- TEXTO A REVISAR:

<<<<

Así podemos comprender que la metrópoli es también la superficie que esconde los agujeros del estiércol, la catacumba que funda la relacionalidad de toda “sociedad civil”, tal y como algunos antropólogos han mostrado. Por eso la crítica a la “gentrification” sigue estando dominada por las relaciones productivas; dado que, en ningún momento se trata de la redistribución de botín, sino de buscar un afuera de lo sensible para introducir lo ilimitado de la mono-técnica contra todas las técnicas posibles. Por esta razón la metrópoli no constituye un problema propio de la economía política sino de la metafísica de la infraestructura. Asumir los modos propios de la apariencia es una forma de preparar un gran éxodo del entramado metropolitano, permaneciendo siempre en su seno.
Un nuevo éxodo, una nueva soledad, un nuevo cultivo. Hacernos de nuestra parcela aparece como la tarea ineludible. Y, pues, se trata de moverse al interior de un proceso de declinación de la homogeneidad de la superficie. Las nuevas fugas de la metrópoli por parte de los nuevos amos de la Tierra no constituyen fugas, sino meras transmisiones en el seno la una superficie total, sin fisuras. Desde su concepción, lo importante es ejecutar la magia de los espacios homologables con respecto de todo aquello que resulta transferible y equivalente: lo que el valor ya no puede darnos en A lo podré realizar en B hasta que pueda volver a reposicionarlo en C. No es menor que usemos el verbo “realizar”; puesto que la –res es el punto de inflexión por el cual el proceso de metropolitización planetaria converge de pleno con lo que entendemos por realidad. No es que en la metrópoli nos sintamos en falta; sino que la vida siempre acontece como sensación hipotecada en la intemperie, a la que también le somos extraños. En este sentido, la fuga de Silicon Valley no es sino la habilitación de la realidad, una vez que esta ha sido articulada como redil. Por todo ello buscar un afuera es hacer posible una discordancia atonal entre mundo y la realidad. En cada momento de desrealización rechazamos el valor absoluto de la domesticación de la vida.

>>>>

- TU OBJETIVO: ¿Qué tarea presenta como ineludible el texto sobre la metrópoli? Las entradas son material independiente del texto.

- DATOS ALMACENADOS:

<<<<

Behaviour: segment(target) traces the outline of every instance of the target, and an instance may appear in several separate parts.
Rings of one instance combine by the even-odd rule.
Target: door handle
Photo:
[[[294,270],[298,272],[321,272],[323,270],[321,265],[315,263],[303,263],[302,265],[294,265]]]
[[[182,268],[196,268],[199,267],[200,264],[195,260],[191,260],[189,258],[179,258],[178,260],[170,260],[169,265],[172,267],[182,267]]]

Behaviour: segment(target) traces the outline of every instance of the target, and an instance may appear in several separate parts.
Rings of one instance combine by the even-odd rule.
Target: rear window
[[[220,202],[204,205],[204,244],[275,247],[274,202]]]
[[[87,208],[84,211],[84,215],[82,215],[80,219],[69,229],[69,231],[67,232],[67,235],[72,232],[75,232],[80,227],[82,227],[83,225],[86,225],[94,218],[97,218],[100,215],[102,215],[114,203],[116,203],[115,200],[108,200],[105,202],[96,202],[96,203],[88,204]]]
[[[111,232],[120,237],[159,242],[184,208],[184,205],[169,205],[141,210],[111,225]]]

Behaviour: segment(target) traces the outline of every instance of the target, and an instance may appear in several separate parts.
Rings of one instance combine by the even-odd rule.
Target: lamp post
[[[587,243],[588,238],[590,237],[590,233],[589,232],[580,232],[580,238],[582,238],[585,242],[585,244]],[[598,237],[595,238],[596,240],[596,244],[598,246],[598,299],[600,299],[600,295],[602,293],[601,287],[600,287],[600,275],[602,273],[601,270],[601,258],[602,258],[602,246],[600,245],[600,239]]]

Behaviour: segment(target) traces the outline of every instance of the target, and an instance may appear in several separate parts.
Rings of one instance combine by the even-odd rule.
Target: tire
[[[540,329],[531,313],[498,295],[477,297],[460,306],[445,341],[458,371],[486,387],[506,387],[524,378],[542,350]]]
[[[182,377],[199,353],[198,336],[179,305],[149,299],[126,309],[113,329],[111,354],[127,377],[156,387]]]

>>>>

- RESPUESTA: Hacernos de nuestra parcela.